▶ Fragmento proporcionado:
■ ■ ■ ■
Cuando Abderramán III recibió al embajador del emperador Otón I en el palacio de Medina Azahara, éste le dijo: “Yo te saludo, oh, rey de Al-Andalus, a la que los antiguos llamaban Hispania”. Mientras que los musulmanes denominaban “francos” a los pequeños núcleos cántabros de resistencia, protegidos en los casos de Navarra y de la Marca Hispánica de Cataluña por la monarquía francesa, el resto era para ellos “su España”. Sin embargo, el nacionalismo ha tergiversado los argumentos hasta el punto de invertir los términos, tendiendo a hacer pensar que España eran precisamente esos pequeños reinos del Norte y que los del Sur eran los invasores extranjeros. No obstante, tanto ésta como las anteriores incorrecciones comenzaron a cometerse mucho antes, concretamente, hacia el año 900, de manos de los monjes y obispos encargados de escribir las crónicas medievales de los reinos cristianos del Norte, contando que sus reyes fueron los continuadores del antiguo reino visigodo, legítimo dominador de Hispania, que vio arrebatados sus territorios por unos invasores extranjeros, sin ningún derecho a entrar en la zona por ser infieles.
Precisamente en esa idea de “vamos a reconquistar un territorio que es nuestro” (cuando lo que se hizo fue, en realidad, una guerra de conquista hacia el Sur) se basará el relato de la posterior Reconquista. Cada uno de los reinos o condados del Norte – asturianos, navarros, catalanes – dan por supuesto que el territorio les pertenece, declarándose herederos de los reyes visigodos, lo que no deja de ser curioso, pues en realidad, si hubo una zona que éstos no consiguieron dominar, fue precisamente la Cordillera Cantábrica. Es decir, se declaraban sucesores cuando habían sido unos rebeldes ingobernables, a los que ni siquiera se acercaron los musulmanes. Hemos asistido por lo tanto, a lo largo de las claves interpretativas de la Historia, a una legitimación goda sin fundamento.
Y no sólo ésta, sino también a una legitimación religiosa, misteriosa y milagrosa, en torno a la tumba del apóstol Santiago, que apareció a principios del siglo IX. Posteriormente, este hecho fue respaldado por el rey Alfonso II “el Casto”, quien hizo construir una primera iglesia, así como por sus sucesores. No obstante, la leyenda de Santiago tardará más de 300 años en ser aceptada, pues se mostraron en contra los otros obispados hispanos, incluido el de Toledo, aún después de haberlo sido por el resto. Acabaría finalmente aceptándose cuando el rey Alfonso VI hubo de buscar apoyo político en la francesa orden de Cluny, gran rival de Roma, trayendo monjes franceses a los que nombró prelados de los distintos obispados del Norte. E incluso expertos arquitectos, que construyeron bellas iglesias románicas a lo largo de la ruta que potenció y empezó a denominarse “Camino de Santiago”. Cuando la orden de Cluny consiguió introducir a uno de los suyos en el Vaticano, el Papa acató la leyenda y la propuesta del monarca, naciendo así “el camino francés”, que llevaba a la tumba del pobre pescador galileo.
■ ■ ■ ■
▶ Datos proporcionados:
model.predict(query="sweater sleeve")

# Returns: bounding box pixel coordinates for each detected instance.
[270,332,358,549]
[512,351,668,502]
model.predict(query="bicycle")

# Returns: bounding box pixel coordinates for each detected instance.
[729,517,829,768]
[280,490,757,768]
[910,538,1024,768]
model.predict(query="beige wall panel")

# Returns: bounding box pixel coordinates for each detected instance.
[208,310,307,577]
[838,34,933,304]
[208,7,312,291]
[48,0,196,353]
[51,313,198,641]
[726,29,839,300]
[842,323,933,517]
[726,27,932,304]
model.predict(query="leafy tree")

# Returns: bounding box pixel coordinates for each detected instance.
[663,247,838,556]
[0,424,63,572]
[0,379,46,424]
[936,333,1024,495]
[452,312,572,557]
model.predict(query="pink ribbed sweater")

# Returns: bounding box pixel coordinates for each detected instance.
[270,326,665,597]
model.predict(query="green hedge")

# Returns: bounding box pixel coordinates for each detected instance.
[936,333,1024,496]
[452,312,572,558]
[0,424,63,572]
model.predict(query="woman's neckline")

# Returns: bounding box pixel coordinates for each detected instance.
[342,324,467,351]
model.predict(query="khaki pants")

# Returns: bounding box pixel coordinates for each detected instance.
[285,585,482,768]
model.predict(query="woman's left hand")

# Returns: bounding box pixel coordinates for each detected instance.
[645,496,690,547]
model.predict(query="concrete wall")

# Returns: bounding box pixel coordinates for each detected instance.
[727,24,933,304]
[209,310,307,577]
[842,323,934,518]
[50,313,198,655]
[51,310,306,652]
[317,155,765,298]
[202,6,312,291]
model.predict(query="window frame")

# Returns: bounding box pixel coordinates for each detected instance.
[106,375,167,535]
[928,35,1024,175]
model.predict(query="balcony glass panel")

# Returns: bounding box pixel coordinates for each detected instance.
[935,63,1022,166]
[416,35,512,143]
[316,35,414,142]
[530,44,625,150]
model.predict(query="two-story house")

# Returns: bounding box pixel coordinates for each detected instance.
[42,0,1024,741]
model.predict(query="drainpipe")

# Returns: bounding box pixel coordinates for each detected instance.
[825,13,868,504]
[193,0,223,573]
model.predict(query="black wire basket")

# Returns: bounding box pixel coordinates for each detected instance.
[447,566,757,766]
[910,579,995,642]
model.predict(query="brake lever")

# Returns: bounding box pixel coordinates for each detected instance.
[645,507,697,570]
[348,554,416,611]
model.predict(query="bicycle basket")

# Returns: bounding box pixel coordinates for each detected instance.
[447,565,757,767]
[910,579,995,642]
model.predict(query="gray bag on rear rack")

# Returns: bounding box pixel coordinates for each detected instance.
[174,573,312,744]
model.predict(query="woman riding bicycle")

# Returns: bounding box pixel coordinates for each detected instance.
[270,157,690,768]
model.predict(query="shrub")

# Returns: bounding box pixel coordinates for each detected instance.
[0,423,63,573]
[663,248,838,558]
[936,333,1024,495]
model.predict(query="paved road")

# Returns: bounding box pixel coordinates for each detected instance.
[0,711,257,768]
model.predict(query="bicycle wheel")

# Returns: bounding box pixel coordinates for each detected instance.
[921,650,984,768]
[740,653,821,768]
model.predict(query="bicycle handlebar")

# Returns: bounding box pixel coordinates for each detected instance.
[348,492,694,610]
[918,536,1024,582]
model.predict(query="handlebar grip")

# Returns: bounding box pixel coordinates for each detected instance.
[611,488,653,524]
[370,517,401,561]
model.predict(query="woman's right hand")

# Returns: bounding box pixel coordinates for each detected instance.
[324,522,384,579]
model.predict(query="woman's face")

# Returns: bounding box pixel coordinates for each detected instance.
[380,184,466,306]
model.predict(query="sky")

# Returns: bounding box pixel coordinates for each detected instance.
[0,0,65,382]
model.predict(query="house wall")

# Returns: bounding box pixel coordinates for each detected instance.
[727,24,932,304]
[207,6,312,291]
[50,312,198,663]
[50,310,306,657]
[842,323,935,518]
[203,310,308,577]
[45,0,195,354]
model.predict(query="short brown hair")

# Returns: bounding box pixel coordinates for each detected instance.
■ ■ ■ ■
▶ Tareas:
a – Reescribe todo lo que va del fragmento desde "Precisamente en esa" hasta "goda sin fundamento.", sustituyendo "Cordillera Cantábrica" por "montaña cantábrica".
b – Según el fragmento, ¿por qué resulta curioso que los reinos y condados del Norte se declararan herederos de los reyes visigodos?

▶ Respuestas del ejercicio:
a –
Precisamente en esa idea de “vamos a reconquistar un territorio que es nuestro” (cuando lo que se hizo fue, en realidad, una guerra de conquista hacia el Sur) se basará el relato de la posterior Reconquista. Cada uno de los reinos o condados del Norte – asturianos, navarros, catalanes – dan por supuesto que el territorio les pertenece, declarándose herederos de los reyes visigodos, lo que no deja de ser curioso, pues en realidad, si hubo una zona que éstos no consiguieron dominar, fue precisamente la montaña cantábrica. Es decir, se declaraban sucesores cuando habían sido unos rebeldes ingobernables, a los que ni siquiera se acercaron los musulmanes. Hemos asistido por lo tanto, a lo largo de las claves interpretativas de la Historia, a una legitimación goda sin fundamento.

b – Porque la Cordillera Cantábrica fue precisamente la zona que los visigodos no consiguieron dominar. Esos pueblos se declaraban sucesores de unos reyes para los que habían sido rebeldes ingobernables.